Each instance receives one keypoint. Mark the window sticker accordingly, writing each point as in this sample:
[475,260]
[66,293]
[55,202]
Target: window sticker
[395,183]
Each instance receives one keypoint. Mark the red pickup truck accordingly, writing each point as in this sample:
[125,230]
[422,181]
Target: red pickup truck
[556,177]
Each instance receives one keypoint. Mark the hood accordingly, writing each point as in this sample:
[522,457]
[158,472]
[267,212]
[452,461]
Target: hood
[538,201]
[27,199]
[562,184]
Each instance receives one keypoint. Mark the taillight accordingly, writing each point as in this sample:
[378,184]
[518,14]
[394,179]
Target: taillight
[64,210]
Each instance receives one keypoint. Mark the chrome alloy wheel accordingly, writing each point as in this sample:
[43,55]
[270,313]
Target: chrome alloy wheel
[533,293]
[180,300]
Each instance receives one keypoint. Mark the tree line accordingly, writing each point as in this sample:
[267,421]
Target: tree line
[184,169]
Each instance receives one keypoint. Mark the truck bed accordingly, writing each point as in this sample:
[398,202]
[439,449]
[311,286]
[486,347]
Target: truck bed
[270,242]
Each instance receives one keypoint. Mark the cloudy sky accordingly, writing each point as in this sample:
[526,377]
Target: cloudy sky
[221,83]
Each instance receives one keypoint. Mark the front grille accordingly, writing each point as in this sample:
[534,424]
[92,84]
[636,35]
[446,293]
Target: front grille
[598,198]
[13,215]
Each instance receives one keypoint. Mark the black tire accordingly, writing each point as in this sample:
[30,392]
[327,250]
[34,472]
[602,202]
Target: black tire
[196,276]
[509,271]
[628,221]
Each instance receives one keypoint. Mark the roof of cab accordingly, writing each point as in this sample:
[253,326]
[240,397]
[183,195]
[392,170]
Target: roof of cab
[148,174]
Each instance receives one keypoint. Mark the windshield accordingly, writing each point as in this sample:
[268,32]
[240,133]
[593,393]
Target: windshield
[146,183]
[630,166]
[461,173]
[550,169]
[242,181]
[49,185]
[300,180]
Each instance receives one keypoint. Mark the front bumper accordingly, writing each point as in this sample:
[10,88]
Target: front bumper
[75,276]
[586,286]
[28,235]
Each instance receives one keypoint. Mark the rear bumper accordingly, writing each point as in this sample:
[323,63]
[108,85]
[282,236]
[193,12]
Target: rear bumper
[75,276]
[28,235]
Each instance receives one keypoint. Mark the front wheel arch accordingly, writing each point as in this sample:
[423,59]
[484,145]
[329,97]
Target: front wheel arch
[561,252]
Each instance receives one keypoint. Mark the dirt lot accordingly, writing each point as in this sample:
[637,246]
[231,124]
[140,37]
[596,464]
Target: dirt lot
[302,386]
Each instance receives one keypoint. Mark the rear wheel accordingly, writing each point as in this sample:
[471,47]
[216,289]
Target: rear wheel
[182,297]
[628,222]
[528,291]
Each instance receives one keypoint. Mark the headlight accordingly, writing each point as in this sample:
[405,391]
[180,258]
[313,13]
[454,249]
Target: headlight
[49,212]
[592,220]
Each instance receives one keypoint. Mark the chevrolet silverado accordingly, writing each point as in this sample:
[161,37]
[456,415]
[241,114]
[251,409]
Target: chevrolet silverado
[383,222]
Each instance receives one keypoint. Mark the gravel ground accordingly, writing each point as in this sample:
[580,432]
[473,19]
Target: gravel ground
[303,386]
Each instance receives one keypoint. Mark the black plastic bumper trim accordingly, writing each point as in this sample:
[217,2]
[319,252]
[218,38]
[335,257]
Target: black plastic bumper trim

**What you should do:** Only a number is wanted here: how many lines of the records above include the string "plastic"?

**Exercise response:** 2